**Цитируемый текст**.
-=-=-
Русские революционеры были демократами, атеистами и нигилистами. Поляки сохраняли шляхетскую гордость (если не сказать – «спесь»), они оставались убежденными католиками и польскими патриотами. Их мечтой была не социальная революция, а независимая Польша от Балтики до Черного моря, от Бреслау (в то время немецкого) до русского Смоленска. «Польская молодежь держалась в стороне от русской и при всяком удобном случае не скрывала национальной антипатии ко всему русскому»[752], – вспоминал Николай Костомаров. Польские студенты-«корониажи» принципиально не общались с русскими. «Вежливый поклон» при встрече с русскими на лекции – это максимум, что они могли себе позволить[753]. Профессор Чайковский двадцать лет преподавал в Петербургском университете, но со своими русскими коллегами из принципа говорил только по-французски. Польские студенты его очень за это уважали[754].

Трудно поверить, но власти Российской империи долго не могли добиться, чтобы поляки, даже находившиеся на государственной службе, выучили русский язык. Такое требование появилось только после 1831 года, но в Царстве Польском чиновники предпочитали просто купить свидетельство о знании русского языка. В Варшаве такое свидетельство было нетрудно достать.

Польские жители Киева, Житомира, Кременца ни в чем не уступали своим соотечественникам из Варшавы и Модлина: «…поляки здешние никогда детей своих не учат по-русски и глядят на Россию, как на Царство, с которым, не имея ничего общего, они при всякой удобной встрече могут разорвать и физический и политический союз»[755], – писал князь Долгорукий о поляках Киевской губернии.

Тридцать лет спустя после путешествия князя Долгорукого молодой профессор Киевского университета Николай Костомаров застал всё то же презрение к русским и русскому языку: «Поляки все-таки исключительно говорили по-польски и не хотели знать по-русски; приобретая знание русского языка поневоле в училище, поляк считал как бы нравственною необходимостью поскорее забыть его»[756].
-=-=-
**Представленные данные**.
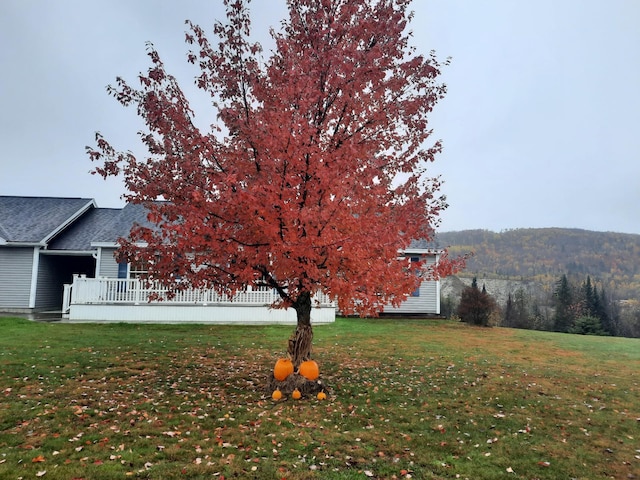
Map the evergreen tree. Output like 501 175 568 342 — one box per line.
553 275 575 332
502 292 516 327
457 277 497 327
-=-=-
**Задание**. Перечислите всех людей, которых отрывок о поляках в Российской империи называет по фамилии. Приведите их так, как они названы в тексте.

**Ответ на задание**.
- Николай Костомаров
- профессор Чайковский
- князь Долгорукий